EXERCISE DESCRIPTION :: The listing below is to be output in its exact form.

Recorded data:
*****
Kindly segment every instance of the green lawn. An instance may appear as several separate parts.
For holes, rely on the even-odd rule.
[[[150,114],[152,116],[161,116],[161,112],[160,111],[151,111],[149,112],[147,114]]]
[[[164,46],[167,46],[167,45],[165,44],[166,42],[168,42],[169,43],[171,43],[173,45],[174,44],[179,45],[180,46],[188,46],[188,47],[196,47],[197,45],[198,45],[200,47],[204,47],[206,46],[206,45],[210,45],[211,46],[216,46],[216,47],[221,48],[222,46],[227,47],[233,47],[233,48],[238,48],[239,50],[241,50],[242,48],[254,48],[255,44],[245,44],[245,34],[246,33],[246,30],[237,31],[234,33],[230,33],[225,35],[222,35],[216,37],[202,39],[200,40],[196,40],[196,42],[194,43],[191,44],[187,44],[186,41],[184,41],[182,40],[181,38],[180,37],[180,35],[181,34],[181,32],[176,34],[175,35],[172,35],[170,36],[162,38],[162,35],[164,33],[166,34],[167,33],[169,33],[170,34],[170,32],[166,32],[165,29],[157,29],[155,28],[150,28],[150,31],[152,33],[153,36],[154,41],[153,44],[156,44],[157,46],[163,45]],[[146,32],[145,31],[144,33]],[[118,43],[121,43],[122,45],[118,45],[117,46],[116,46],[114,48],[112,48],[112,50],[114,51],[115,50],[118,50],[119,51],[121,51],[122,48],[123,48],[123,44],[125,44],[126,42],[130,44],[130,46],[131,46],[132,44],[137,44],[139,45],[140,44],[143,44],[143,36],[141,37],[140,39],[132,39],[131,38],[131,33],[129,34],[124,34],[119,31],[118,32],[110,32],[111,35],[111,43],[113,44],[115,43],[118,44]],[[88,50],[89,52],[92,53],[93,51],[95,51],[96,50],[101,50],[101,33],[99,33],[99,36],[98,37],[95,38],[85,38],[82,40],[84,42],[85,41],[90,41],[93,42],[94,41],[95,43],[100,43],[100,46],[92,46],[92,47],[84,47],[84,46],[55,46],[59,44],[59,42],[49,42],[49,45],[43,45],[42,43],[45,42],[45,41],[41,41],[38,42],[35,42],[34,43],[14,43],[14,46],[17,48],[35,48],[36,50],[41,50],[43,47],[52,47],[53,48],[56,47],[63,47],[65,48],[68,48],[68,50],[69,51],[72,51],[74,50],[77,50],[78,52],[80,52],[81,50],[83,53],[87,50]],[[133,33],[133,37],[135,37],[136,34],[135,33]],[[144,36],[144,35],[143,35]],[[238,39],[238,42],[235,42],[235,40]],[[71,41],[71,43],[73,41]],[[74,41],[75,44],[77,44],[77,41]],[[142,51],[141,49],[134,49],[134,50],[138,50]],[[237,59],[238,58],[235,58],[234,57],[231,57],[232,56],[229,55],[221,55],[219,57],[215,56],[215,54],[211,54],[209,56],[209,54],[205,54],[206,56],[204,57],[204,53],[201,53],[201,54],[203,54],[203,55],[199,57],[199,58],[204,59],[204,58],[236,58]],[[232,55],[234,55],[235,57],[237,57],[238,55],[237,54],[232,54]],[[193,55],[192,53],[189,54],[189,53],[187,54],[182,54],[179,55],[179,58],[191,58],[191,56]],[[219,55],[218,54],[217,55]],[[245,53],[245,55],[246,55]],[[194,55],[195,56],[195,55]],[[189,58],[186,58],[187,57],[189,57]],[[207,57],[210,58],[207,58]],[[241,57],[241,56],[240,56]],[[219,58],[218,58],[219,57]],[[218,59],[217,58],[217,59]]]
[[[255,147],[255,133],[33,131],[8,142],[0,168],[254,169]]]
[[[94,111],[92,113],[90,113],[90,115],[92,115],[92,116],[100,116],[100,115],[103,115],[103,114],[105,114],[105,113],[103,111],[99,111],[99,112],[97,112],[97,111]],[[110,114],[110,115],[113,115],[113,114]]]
*****
FINAL RESULT ::
Kindly segment every instance of the green lawn. An instance may appear as several separate parts.
For holes, rely on the even-odd rule.
[[[150,114],[152,116],[161,116],[161,112],[160,111],[151,111],[149,112],[147,114]]]
[[[164,46],[167,46],[167,45],[165,44],[166,42],[168,42],[169,43],[171,43],[173,45],[174,44],[179,45],[180,46],[188,46],[188,47],[196,47],[197,45],[198,45],[200,47],[204,47],[206,46],[206,45],[210,45],[211,46],[216,46],[216,47],[221,48],[222,46],[227,47],[233,47],[233,48],[238,48],[239,50],[241,50],[242,48],[254,48],[255,44],[245,44],[245,34],[246,33],[246,30],[237,31],[234,33],[230,33],[225,35],[222,35],[216,37],[202,39],[200,40],[196,40],[196,42],[194,43],[191,44],[187,44],[186,41],[184,41],[182,40],[181,38],[180,37],[180,35],[181,34],[181,32],[176,34],[175,35],[172,35],[170,36],[162,38],[162,35],[164,33],[166,34],[167,33],[169,33],[170,34],[170,32],[166,32],[165,29],[157,29],[155,28],[150,28],[150,31],[152,33],[153,36],[154,41],[153,44],[156,44],[157,46],[163,45]],[[146,32],[145,31],[144,33]],[[118,43],[121,43],[122,45],[118,45],[117,46],[116,46],[114,48],[112,48],[112,50],[114,51],[115,50],[118,50],[119,51],[121,51],[122,48],[123,48],[123,44],[125,44],[126,42],[130,44],[130,46],[131,46],[132,44],[137,44],[139,45],[140,44],[143,44],[143,36],[141,37],[140,39],[132,39],[131,38],[131,33],[129,34],[124,34],[119,31],[118,32],[110,32],[111,35],[111,43],[113,44],[115,43],[118,44]],[[88,50],[89,52],[92,53],[93,51],[95,51],[96,50],[101,50],[101,33],[99,33],[99,36],[98,37],[95,38],[85,38],[82,40],[84,42],[85,41],[90,41],[93,42],[94,41],[95,43],[100,43],[100,46],[92,46],[92,47],[84,47],[84,46],[55,46],[59,44],[59,42],[49,42],[49,45],[43,45],[42,43],[45,42],[45,41],[41,41],[38,42],[35,42],[34,43],[14,43],[14,46],[17,48],[35,48],[36,50],[41,50],[43,47],[52,47],[53,48],[56,47],[63,47],[65,48],[68,48],[68,50],[69,51],[72,51],[74,50],[77,50],[78,52],[80,52],[81,50],[83,53],[87,50]],[[133,33],[133,37],[135,37],[136,34],[135,33]],[[144,36],[144,35],[143,35]],[[238,39],[238,42],[235,42],[235,40]],[[71,41],[71,43],[73,41]],[[74,41],[75,44],[77,44],[77,41]],[[142,51],[141,49],[134,49],[134,50],[138,50]],[[237,59],[238,58],[235,58],[234,57],[231,57],[232,56],[229,55],[221,55],[219,57],[215,56],[215,54],[211,54],[209,56],[209,54],[205,54],[206,56],[204,57],[204,53],[201,53],[201,54],[203,54],[203,55],[199,57],[199,58],[204,59],[204,58],[236,58]],[[232,55],[234,55],[235,57],[237,57],[238,55],[237,54],[232,54]],[[193,55],[192,53],[189,54],[189,53],[187,54],[182,54],[179,55],[179,58],[191,58],[191,56]],[[219,55],[218,54],[217,55]],[[245,53],[245,55],[246,55]],[[194,55],[195,56],[195,55]],[[189,58],[186,58],[187,57],[189,57]],[[207,57],[210,58],[207,58]],[[241,57],[241,56],[240,56]],[[219,58],[218,58],[219,57]],[[218,59],[217,58],[217,59]]]
[[[255,147],[255,133],[33,131],[8,142],[0,168],[254,169]]]
[[[94,111],[92,113],[90,113],[90,115],[92,115],[92,116],[100,116],[100,115],[103,115],[103,114],[105,114],[105,113],[103,111],[99,111],[99,112],[97,112],[97,111]],[[110,114],[110,115],[113,115],[113,114]]]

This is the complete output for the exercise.